▸ PAGE EXTRACT
[BEGIN]
Prince Edward returned to England in 1371, and the next year resigned the principality of Aquitaine and Gascony. He led the Commons in their attack upon the Lancastrian administration in 1376. He died in 1376 of dysentery[lower-alpha 2] and was buried in Canterbury Cathedral, where his surcoat, helmet, shield, and gauntlets are still preserved.

Early life (1330–1343)

Edward, the eldest son of Edward III of England, Lord of Ireland and ruler of Gascony, and Queen Philippa, was born at Woodstock in the County of Oxfordshire, on 15 June 1330. His father, Edward III, had been in conflict with the French over English lands in France and also the kingship of France; Edward III's mother and the Prince's grandmother, Queen Isabella of France was a daughter of the French king Philip IV of France, thus placing her son in line for the throne of France. England and France's relations quickly deteriorated when the French king threatened to confiscate his lands in France, beginning the Hundred Years War. His mother was Queen Philippa of Hainault, daughter of the Count of Hainault, who married Edward III when his mother, Queen Isabella, arranged the marriage between them. His father on 10 September 1330 allowed five hundred marks a year from the profits of the county of Chester for his maintenance; on 25 February 1331, the whole of these profits were assigned to the queen for maintaining him and the king's sister Eleanor.[3] In July of that year, the king proposed to marry him to a daughter of Philip VI of France.[4]

His father was Edward III of England, who became king at the young age of fourteen years in 1327, when his father (and the Black Prince's grandfather) Edward II of England was deposed by his wife Isabella of France, daughter of Philip IV of France, and by the English nobility due to his ineffectiveness and weakness to assert his control over the government and his failed wars against Scotland. His mother, Philippa of Hainault, was the daughter of William II, Count of Hainault. The marriage between his mother and father was arranged by his grandmother, Isabella of France, to get financial and military aid from the Count of Hainault for her own benefit to depose her husband, Edward II. The marriage of Edward III and Phillippa of Hainault produced thirteen children; Edward was the eldest child and eldest son.
[END]
▸ OBJECTIVE 1
Where was Edward born, according to the Prince Edward extract?
▸ OBJECTIVE 2
Reproduce the passage of the Prince Edward extract starting with "Prince Edward returned" and going on through "Early life (1330–1343)".
Rely on the Prince Edward extract alone, without outside knowledge.

▸ DATASET ENTRIES
[BEGIN]
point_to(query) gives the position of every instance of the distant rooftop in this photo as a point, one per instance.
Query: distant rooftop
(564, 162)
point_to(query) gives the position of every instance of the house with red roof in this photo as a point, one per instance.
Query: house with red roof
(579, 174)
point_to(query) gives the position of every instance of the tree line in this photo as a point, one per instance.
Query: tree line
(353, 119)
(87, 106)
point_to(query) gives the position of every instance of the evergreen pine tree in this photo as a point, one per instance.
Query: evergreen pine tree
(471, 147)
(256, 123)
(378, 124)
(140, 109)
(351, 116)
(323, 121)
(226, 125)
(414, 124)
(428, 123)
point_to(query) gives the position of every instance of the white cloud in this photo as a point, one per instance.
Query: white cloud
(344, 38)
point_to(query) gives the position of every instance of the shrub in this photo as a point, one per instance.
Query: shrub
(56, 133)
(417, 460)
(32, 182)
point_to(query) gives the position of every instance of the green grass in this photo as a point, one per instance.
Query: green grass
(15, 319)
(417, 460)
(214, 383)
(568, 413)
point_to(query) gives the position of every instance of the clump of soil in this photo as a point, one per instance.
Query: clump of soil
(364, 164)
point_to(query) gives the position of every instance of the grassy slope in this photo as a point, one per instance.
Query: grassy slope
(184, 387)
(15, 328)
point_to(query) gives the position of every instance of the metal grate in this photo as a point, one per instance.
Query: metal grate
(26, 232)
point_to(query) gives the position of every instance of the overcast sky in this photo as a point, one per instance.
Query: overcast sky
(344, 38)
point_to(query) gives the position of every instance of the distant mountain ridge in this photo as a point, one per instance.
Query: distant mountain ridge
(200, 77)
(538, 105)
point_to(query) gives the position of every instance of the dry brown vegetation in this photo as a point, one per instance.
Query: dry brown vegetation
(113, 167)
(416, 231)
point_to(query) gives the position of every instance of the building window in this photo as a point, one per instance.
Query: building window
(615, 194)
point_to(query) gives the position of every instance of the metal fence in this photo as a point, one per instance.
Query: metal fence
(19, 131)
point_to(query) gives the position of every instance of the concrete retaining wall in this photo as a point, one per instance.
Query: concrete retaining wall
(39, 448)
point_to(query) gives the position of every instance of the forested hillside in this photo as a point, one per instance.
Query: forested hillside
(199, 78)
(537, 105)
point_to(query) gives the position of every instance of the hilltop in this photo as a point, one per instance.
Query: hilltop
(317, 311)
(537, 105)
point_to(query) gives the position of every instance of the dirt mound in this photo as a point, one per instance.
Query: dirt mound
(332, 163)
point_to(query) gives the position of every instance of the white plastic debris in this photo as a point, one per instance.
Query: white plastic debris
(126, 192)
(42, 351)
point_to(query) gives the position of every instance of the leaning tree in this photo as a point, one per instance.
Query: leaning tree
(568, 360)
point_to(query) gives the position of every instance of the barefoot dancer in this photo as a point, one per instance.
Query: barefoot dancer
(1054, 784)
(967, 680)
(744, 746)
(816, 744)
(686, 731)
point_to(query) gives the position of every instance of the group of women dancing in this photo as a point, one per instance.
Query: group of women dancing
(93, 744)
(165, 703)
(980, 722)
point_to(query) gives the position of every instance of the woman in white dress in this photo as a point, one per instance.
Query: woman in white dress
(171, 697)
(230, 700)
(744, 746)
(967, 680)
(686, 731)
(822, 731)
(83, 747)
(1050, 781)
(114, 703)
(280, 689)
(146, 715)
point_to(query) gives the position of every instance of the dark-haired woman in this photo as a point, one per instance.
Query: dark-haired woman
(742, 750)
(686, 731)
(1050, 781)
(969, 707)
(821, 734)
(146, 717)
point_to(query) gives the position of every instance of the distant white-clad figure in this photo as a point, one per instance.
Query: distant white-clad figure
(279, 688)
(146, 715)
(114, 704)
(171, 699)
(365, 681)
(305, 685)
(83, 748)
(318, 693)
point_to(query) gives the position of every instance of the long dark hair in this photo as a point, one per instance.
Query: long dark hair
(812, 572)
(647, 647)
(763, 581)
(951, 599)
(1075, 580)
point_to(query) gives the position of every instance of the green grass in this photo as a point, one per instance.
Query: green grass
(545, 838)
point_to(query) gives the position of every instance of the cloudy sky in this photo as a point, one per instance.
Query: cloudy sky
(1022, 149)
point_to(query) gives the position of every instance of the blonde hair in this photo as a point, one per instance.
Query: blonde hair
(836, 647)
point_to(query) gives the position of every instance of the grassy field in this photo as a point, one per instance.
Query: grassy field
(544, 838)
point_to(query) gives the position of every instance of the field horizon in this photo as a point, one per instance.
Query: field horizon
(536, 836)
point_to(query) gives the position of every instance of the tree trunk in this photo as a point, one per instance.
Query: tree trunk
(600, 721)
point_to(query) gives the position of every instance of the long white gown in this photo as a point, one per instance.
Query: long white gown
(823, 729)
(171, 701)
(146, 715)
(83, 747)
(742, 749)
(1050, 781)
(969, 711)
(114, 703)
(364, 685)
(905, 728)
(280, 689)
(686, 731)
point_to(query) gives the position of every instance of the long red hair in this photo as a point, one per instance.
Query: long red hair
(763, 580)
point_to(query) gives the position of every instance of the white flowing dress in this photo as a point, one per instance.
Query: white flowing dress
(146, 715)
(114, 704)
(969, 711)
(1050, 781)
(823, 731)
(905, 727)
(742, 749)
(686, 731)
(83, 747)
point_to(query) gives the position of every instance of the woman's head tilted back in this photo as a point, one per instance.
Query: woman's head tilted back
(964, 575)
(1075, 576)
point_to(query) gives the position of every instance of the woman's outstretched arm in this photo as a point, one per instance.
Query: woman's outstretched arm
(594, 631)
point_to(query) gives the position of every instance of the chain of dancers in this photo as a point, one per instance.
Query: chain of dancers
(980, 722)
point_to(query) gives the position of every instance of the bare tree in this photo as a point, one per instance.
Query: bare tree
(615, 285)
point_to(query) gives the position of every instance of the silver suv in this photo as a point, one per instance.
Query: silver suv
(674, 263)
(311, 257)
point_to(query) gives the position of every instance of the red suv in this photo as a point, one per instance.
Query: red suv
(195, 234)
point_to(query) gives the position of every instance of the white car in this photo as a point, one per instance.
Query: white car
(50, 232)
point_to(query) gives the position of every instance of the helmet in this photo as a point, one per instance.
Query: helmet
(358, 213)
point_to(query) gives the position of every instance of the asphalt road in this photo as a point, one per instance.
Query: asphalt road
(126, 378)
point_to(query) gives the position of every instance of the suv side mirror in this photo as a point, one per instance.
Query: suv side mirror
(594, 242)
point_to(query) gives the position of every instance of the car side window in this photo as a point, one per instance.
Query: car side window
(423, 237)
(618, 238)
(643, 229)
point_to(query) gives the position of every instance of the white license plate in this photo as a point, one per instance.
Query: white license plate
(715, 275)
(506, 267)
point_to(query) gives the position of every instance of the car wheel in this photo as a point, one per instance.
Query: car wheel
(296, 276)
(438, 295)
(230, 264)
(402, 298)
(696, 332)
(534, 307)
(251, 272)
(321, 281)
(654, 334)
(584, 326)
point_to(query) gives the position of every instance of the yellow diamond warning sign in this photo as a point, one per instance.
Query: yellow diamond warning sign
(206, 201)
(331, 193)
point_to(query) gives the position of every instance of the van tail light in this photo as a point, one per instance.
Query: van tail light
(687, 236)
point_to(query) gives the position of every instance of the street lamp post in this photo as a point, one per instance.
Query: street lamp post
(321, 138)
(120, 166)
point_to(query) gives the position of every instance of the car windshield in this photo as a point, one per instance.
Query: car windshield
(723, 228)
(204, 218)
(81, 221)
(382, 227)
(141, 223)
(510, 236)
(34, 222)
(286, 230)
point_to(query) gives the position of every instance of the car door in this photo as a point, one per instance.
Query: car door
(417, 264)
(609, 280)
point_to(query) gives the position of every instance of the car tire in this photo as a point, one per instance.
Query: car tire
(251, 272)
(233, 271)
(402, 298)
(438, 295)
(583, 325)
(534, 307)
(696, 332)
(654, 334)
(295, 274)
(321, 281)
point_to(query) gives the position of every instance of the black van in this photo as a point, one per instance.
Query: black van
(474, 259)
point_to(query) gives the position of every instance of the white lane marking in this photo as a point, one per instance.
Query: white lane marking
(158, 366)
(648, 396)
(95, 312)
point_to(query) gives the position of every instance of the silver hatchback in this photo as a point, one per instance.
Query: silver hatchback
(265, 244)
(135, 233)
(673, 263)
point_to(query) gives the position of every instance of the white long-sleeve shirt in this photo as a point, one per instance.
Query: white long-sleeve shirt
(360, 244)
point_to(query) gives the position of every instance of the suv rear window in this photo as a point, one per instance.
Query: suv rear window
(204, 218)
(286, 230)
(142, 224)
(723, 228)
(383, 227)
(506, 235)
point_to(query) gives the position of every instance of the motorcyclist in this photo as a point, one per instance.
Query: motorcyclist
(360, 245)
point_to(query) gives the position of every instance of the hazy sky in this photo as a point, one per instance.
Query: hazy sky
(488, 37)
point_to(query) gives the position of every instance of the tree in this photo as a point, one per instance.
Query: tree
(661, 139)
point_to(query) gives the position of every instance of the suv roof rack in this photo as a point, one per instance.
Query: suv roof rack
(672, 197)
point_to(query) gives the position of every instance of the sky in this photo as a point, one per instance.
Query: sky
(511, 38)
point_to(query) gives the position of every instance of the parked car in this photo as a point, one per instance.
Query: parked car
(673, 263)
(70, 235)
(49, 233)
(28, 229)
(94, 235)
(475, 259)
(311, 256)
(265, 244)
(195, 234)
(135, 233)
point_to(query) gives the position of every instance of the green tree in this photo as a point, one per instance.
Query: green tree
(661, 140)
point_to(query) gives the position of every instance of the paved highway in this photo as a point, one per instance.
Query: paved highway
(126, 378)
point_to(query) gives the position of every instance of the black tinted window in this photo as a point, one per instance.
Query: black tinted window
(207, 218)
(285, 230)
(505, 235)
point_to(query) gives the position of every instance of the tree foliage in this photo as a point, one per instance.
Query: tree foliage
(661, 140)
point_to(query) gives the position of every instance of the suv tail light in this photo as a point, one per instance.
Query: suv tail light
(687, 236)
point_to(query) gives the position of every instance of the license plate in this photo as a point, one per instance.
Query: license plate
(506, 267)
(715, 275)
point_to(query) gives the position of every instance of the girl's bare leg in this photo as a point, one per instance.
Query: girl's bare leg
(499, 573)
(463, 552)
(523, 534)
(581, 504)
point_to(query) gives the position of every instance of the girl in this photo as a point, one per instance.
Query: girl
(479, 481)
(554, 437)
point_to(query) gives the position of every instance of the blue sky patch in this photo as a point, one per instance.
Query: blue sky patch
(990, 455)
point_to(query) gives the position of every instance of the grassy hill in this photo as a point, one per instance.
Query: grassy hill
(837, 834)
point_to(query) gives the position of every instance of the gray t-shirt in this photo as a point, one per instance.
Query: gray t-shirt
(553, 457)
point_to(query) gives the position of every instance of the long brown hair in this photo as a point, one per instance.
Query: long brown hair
[END]
▸ FULL RESPONSE 1
At Woodstock in the County of Oxfordshire.

▸ FULL RESPONSE 2
Prince Edward returned to England in 1371, and the next year resigned the principality of Aquitaine and Gascony. He led the Commons in their attack upon the Lancastrian administration in 1376. He died in 1376 of dysentery[lower-alpha 2] and was buried in Canterbury Cathedral, where his surcoat, helmet, shield, and gauntlets are still preserved.

Early life (1330–1343)